- Отрывок для чтения -

◆ ◆ ◆

Кто его ближе знал, тот знал: не страшен "метод"; резкий жест отстранения, и - "метод" летел к черту; и отец кротко отходил и грустно поохивал, делясь со мной горем:
- Не хватает у них, Боренька, рациональной ясности! Но у пятилетнего Бореньки не хватало тоже той ясности.
Не забуду обучения отцом крокетной игре старенького, робеющего учителя математики, Дроздова, имевшего несчастие стать его партнером и исполненного уважения к "профессору", переживавшему свирепый азарт "разбойника" и угонявшему шары к черту на кулички: совсем Атилла! В таком азарте он и напал на дрожащего от страха старичка:
- Не так-с! Опять не попали в шар… Эхма! - с презрительным отчаянием он замахивался на Дроздова.
- Как вы держите молоток? Кто так держит молоток? Вот как держат молоток. - И он уже выламывал руки и ноги Дроздова; и угрожал поднятым молотком:
- Прицеливайтесь!.. Топырьте ноги!.. Не так, топырьте же, я вам говорю!
И тут он был пойман с поличным проходящей матерью; Дроздов вылетел, как дрозд, из рук Атиллы, а Атилла, надвинув на лоб котелок, покорно вернулся к своему шару и уже Дроздову не угрожал ничем.
Вообще он никому ничем не угрожал; гром, тарарах, а - губительная молния не падала; но лицо освещалось улыбкой, как полярная ночь сиянием. Все же "методы" распаляли страсти отца; и согласись до конца Дроздов на метод держания молотка, он был бы обременен вторым, третьим, четвертым методом; читались бы лекции; и метод стирания пыли с башмаков излагался бы в пунктах и подпунктах: а, б, в, г и т. д. Каждый подпункт был бы сформулирован ясно, кратко, точно.

◆ ◆ ◆

- Предоставленные записи -

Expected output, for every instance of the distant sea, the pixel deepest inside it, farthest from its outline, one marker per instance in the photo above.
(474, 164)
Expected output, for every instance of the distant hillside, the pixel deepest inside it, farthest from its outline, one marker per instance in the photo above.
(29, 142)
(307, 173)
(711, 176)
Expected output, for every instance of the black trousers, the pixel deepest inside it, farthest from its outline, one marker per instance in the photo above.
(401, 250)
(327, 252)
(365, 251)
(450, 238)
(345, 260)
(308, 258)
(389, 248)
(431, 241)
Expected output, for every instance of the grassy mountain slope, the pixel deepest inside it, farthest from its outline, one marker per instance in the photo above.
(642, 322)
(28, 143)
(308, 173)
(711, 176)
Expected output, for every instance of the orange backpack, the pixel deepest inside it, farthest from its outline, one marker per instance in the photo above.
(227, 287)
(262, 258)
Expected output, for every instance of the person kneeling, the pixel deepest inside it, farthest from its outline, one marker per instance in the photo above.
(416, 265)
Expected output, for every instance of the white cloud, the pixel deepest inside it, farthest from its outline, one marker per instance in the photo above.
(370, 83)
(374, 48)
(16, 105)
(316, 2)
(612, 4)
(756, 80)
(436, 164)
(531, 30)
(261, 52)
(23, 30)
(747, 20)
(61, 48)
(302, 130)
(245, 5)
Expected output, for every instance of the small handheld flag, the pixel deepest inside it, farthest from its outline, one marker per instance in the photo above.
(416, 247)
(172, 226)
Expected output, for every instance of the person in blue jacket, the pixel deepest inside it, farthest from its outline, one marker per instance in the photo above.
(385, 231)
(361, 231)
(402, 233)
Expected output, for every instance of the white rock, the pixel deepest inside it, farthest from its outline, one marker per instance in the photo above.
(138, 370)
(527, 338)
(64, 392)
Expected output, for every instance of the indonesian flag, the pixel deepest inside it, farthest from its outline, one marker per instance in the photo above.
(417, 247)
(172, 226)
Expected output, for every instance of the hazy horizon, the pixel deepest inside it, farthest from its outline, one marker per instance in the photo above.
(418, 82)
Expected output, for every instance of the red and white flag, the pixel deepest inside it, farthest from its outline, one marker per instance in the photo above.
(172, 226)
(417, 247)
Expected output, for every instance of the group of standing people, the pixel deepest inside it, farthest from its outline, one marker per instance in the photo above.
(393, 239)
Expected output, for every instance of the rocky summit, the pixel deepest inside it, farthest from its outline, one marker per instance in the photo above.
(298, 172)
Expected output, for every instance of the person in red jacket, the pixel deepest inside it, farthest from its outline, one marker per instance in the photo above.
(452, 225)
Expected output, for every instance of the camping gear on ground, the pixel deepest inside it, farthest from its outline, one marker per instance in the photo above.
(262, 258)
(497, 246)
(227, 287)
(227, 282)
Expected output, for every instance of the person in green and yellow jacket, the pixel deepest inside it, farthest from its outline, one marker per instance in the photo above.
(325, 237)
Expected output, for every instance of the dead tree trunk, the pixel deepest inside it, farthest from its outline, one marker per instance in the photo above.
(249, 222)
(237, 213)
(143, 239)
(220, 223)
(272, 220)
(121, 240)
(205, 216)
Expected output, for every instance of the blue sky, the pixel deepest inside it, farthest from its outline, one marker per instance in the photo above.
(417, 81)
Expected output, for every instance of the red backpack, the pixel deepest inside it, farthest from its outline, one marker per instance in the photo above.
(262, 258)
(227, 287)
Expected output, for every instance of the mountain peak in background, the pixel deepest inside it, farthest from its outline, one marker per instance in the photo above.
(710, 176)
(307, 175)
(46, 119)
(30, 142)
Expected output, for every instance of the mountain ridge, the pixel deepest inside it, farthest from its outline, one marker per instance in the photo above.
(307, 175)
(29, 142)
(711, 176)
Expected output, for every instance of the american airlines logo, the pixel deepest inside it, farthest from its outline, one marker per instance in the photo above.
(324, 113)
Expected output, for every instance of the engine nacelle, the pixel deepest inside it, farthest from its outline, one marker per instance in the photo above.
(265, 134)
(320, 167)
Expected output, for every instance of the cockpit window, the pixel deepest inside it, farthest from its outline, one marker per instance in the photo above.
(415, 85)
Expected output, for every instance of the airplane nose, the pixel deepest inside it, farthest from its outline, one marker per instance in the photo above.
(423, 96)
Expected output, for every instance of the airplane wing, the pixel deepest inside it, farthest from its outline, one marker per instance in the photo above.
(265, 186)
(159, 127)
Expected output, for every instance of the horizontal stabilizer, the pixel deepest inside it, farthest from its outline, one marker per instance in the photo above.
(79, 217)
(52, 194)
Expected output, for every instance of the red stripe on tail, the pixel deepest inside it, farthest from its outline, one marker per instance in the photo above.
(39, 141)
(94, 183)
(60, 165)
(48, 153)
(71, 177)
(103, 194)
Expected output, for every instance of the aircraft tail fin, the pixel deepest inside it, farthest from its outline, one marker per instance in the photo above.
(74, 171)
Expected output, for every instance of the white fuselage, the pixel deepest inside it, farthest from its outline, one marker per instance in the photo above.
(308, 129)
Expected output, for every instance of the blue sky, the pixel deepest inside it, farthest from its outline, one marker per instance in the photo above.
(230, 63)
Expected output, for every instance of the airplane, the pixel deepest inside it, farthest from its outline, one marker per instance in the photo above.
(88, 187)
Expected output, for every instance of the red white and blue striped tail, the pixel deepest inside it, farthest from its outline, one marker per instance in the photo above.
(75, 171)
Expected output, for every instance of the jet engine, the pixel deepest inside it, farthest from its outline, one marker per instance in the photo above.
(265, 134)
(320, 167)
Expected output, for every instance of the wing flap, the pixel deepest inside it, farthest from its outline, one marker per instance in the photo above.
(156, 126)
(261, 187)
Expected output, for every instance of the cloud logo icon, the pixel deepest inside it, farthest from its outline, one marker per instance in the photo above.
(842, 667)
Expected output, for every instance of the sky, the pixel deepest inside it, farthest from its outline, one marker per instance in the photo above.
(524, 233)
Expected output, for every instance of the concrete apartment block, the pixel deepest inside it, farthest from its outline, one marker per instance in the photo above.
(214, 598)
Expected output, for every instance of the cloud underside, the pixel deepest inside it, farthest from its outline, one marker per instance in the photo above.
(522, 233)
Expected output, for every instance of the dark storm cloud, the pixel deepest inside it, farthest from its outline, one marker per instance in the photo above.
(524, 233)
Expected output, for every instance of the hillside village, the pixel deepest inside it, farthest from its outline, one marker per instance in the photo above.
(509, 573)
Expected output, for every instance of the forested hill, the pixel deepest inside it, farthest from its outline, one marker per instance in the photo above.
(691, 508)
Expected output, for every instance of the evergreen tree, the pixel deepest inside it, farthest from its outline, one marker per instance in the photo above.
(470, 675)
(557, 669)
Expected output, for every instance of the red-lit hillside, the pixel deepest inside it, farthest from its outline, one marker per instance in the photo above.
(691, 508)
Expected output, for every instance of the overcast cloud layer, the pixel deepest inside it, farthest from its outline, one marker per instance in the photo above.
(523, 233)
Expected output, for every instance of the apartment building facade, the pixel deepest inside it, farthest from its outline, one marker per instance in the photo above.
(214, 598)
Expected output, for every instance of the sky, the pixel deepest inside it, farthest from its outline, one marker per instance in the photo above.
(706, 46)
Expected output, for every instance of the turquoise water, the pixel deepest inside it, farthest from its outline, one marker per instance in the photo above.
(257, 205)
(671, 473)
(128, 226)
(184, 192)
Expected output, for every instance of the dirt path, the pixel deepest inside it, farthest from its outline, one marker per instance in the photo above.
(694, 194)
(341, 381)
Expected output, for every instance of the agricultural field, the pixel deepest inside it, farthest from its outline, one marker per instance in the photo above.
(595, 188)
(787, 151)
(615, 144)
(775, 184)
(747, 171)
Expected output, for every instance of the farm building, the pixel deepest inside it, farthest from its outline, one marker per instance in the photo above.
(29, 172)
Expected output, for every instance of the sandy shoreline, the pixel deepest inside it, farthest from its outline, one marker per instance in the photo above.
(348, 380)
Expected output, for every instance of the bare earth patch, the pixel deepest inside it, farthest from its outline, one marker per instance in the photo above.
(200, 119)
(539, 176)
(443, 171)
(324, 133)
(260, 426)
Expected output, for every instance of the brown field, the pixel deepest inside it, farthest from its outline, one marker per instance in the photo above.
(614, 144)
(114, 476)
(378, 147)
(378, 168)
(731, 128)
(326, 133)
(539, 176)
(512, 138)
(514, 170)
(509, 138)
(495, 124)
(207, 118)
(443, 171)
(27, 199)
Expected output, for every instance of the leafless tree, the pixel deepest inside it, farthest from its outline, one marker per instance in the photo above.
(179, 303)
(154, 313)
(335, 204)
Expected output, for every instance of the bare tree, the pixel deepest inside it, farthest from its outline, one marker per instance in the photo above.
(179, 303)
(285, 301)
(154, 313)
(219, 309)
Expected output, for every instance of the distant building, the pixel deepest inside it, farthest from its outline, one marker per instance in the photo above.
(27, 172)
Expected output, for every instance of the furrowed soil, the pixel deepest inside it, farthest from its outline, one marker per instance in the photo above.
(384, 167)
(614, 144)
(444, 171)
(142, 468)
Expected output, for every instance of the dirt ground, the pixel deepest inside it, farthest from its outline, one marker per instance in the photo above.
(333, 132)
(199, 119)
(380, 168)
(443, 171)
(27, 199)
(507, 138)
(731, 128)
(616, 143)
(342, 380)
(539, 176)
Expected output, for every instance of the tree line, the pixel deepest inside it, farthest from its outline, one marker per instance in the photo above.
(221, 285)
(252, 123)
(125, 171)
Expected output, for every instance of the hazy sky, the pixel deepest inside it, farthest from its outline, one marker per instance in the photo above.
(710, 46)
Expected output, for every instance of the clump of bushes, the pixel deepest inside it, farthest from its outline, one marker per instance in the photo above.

◆ ◆ ◆

- Задания для выполнения -
a - Кого, согласно отрывку, отец обучал игре в крокет?
b - Перепишите дословно фрагмент отрывка, который открывается словами «Кто его ближе» и завершается словами «замахивался на Дроздова.».

- Ответы к заданиям -
a - Старенького, робеющего учителя математики Дроздова.

b -
Кто его ближе знал, тот знал: не страшен "метод"; резкий жест отстранения, и - "метод" летел к черту; и отец кротко отходил и грустно поохивал, делясь со мной горем:
- Не хватает у них, Боренька, рациональной ясности! Но у пятилетнего Бореньки не хватало тоже той ясности.
Не забуду обучения отцом крокетной игре старенького, робеющего учителя математики, Дроздова, имевшего несчастие стать его партнером и исполненного уважения к "профессору", переживавшему свирепый азарт "разбойника" и угонявшему шары к черту на кулички: совсем Атилла! В таком азарте он и напал на дрожащего от страха старичка:
- Не так-с! Опять не попали в шар… Эхма! - с презрительным отчаянием он замахивался на Дроздова.